**What is needed:**
Search the records below for "dock"; copy each line that has it.

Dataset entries
=== Section Start ===

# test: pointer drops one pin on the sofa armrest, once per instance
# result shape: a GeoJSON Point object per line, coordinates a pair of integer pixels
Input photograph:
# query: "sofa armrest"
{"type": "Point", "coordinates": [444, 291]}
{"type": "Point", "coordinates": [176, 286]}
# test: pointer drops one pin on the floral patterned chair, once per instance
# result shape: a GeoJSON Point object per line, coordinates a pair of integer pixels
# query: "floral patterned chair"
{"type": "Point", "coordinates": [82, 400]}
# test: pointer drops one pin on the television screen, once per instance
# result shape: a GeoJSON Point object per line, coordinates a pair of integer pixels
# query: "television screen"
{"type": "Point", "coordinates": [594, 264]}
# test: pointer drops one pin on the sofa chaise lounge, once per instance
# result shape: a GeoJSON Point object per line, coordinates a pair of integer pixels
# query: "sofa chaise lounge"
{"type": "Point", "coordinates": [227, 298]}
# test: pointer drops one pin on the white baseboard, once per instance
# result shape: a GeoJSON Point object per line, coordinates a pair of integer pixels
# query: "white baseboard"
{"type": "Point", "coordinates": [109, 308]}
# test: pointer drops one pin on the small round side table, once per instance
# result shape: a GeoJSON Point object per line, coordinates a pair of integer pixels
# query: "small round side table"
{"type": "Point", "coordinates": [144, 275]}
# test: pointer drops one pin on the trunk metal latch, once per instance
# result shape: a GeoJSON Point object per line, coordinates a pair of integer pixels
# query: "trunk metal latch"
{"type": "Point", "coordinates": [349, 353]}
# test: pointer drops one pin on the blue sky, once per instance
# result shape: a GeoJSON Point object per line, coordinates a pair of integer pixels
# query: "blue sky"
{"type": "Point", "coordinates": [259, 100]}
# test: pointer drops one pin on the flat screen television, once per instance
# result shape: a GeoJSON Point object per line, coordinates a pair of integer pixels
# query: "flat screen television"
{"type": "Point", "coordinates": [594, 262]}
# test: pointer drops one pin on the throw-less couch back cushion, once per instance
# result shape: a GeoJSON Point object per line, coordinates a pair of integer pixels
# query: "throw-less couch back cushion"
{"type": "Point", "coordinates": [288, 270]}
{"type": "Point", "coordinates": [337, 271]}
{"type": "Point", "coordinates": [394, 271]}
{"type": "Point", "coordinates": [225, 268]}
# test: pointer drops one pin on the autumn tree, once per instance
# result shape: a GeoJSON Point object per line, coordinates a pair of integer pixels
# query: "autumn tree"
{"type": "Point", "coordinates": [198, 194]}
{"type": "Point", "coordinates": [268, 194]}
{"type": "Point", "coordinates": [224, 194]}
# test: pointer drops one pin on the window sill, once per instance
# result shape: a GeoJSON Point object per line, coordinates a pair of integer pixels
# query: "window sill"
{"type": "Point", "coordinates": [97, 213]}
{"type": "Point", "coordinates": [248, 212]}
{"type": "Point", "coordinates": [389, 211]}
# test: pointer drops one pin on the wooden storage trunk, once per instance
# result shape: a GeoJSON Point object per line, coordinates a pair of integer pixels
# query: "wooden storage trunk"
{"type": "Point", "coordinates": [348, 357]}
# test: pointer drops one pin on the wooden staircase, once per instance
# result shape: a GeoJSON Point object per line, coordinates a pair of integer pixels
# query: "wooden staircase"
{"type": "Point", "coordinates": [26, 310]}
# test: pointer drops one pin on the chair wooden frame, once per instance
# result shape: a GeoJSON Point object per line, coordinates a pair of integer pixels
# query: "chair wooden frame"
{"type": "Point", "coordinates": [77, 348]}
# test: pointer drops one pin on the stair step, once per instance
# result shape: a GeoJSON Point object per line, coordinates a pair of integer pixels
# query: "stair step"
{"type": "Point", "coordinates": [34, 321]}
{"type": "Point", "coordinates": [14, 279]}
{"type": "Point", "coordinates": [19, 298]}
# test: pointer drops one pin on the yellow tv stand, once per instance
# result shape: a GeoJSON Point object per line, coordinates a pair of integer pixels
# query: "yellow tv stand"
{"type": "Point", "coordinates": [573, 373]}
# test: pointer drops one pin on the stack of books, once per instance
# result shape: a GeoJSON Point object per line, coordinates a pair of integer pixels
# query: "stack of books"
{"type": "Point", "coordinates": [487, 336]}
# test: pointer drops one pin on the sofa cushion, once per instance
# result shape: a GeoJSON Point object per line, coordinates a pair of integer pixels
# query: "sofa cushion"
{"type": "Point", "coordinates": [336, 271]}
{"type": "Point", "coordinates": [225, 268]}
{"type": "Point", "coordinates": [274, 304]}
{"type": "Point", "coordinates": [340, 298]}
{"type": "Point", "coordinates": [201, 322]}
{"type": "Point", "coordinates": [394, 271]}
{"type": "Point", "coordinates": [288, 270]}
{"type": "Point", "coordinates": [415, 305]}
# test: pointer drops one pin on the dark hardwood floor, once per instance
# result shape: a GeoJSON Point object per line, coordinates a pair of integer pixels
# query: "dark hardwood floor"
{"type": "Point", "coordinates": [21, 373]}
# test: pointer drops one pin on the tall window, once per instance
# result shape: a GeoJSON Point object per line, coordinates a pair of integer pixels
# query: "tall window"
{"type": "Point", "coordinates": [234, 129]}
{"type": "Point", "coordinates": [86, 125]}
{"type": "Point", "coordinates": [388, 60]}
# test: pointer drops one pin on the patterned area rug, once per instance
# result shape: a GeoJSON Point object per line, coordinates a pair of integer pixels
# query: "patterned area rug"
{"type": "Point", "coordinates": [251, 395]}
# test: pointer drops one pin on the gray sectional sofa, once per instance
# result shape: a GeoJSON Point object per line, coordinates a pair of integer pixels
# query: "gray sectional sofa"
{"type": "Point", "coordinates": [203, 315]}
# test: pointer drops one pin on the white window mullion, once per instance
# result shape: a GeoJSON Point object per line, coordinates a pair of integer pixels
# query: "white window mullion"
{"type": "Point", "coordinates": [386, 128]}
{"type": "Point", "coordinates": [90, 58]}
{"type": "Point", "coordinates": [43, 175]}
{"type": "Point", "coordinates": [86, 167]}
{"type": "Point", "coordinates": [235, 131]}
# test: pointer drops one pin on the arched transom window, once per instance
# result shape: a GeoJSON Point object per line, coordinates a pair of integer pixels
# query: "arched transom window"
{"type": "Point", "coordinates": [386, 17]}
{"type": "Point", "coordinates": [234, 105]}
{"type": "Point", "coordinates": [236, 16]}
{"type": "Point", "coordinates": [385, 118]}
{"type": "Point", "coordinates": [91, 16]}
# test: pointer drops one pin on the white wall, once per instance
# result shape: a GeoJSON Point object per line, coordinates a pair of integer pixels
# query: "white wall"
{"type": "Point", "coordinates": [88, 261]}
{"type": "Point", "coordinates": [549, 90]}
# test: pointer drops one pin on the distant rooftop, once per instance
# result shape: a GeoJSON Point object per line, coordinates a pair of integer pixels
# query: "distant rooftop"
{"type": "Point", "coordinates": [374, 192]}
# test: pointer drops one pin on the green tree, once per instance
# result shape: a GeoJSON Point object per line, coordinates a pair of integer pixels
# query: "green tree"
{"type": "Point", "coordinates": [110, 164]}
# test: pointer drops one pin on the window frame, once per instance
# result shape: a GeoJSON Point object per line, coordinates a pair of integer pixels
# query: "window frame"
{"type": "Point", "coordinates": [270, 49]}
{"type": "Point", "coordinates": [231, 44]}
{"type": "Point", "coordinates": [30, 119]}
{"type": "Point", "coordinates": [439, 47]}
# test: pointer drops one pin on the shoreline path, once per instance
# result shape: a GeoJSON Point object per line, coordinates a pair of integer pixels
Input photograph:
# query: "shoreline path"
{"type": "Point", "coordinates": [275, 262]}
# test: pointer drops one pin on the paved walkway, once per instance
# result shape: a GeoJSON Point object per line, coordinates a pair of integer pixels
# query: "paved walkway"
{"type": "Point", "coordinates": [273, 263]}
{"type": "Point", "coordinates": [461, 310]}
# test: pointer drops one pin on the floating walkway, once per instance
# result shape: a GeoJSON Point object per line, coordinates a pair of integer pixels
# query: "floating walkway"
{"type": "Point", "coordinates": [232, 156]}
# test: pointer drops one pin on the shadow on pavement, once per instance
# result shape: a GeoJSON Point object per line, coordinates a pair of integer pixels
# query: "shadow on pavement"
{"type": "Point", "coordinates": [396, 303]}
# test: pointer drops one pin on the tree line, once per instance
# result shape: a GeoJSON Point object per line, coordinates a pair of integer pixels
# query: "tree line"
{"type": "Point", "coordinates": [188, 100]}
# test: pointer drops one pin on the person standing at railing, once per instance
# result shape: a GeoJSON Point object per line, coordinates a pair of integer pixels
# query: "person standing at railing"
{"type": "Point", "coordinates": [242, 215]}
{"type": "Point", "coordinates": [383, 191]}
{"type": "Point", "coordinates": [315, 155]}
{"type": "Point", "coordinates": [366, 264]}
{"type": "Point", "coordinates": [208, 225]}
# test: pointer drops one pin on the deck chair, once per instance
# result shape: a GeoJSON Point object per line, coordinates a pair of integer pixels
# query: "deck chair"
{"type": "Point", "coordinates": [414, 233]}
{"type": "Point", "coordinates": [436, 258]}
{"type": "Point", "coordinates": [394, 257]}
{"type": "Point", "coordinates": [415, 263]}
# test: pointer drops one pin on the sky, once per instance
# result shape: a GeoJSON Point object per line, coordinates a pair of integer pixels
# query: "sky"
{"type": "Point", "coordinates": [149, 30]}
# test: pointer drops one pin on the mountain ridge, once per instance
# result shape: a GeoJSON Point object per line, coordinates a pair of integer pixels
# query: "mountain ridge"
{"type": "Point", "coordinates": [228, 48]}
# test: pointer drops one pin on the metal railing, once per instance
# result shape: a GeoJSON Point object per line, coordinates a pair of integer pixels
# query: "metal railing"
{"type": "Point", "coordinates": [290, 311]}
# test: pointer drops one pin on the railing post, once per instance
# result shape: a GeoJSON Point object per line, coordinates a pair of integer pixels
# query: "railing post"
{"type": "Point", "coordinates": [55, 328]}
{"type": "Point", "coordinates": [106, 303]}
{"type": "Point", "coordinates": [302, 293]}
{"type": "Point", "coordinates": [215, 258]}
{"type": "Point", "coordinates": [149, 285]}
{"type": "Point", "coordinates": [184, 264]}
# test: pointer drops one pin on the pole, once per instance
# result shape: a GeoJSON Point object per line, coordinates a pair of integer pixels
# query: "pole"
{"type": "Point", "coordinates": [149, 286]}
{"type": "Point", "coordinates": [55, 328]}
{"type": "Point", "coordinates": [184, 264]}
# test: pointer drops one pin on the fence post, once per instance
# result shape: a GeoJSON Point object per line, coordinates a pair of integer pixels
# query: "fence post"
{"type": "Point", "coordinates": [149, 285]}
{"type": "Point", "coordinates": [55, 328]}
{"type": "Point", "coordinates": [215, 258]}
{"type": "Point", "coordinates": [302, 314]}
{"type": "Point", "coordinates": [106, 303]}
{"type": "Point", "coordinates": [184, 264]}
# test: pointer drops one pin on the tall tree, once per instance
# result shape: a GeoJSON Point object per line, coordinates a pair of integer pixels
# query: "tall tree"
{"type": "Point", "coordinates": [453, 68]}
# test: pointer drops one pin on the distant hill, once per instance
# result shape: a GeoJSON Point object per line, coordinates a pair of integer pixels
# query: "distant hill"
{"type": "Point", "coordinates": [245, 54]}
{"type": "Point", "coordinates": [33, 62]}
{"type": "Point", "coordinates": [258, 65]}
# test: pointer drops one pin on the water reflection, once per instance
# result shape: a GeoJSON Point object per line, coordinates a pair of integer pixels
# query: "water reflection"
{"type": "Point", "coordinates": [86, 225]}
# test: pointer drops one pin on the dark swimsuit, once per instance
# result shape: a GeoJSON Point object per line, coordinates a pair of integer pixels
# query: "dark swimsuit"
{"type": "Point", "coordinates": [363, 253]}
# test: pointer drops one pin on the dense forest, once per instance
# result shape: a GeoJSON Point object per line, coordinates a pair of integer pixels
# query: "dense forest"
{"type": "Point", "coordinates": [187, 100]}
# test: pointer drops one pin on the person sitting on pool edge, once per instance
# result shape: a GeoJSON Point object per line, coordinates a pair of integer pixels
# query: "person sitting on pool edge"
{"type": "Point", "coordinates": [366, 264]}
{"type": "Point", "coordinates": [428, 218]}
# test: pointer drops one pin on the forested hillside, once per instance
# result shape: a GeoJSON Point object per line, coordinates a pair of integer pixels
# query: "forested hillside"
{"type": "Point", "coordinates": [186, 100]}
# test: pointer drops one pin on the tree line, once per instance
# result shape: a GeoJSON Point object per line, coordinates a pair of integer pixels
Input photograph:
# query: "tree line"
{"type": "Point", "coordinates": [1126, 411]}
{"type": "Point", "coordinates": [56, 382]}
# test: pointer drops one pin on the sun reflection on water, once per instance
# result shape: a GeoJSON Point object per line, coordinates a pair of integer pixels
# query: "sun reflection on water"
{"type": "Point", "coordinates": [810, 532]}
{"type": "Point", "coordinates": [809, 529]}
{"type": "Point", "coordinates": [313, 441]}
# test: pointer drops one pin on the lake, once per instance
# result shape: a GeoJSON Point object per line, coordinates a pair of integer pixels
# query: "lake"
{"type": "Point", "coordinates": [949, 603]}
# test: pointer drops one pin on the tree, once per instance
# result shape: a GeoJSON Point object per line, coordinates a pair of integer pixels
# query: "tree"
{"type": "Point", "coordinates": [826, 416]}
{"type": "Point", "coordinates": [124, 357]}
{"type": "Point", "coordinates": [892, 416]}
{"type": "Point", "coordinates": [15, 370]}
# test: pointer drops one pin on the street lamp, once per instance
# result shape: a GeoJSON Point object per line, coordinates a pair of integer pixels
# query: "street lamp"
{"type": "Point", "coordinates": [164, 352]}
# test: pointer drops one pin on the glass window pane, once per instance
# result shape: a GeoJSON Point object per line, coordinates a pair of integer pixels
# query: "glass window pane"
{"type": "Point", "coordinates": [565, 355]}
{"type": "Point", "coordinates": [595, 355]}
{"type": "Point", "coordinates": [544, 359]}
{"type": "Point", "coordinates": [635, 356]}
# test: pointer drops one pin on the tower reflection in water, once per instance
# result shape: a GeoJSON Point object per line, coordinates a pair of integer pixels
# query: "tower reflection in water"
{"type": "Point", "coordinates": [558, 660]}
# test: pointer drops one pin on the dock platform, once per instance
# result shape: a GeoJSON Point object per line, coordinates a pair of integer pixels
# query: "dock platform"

=== Section End ===

**Solution:**
# test: pointer drops one pin on the dock platform, once per instance
# query: "dock platform"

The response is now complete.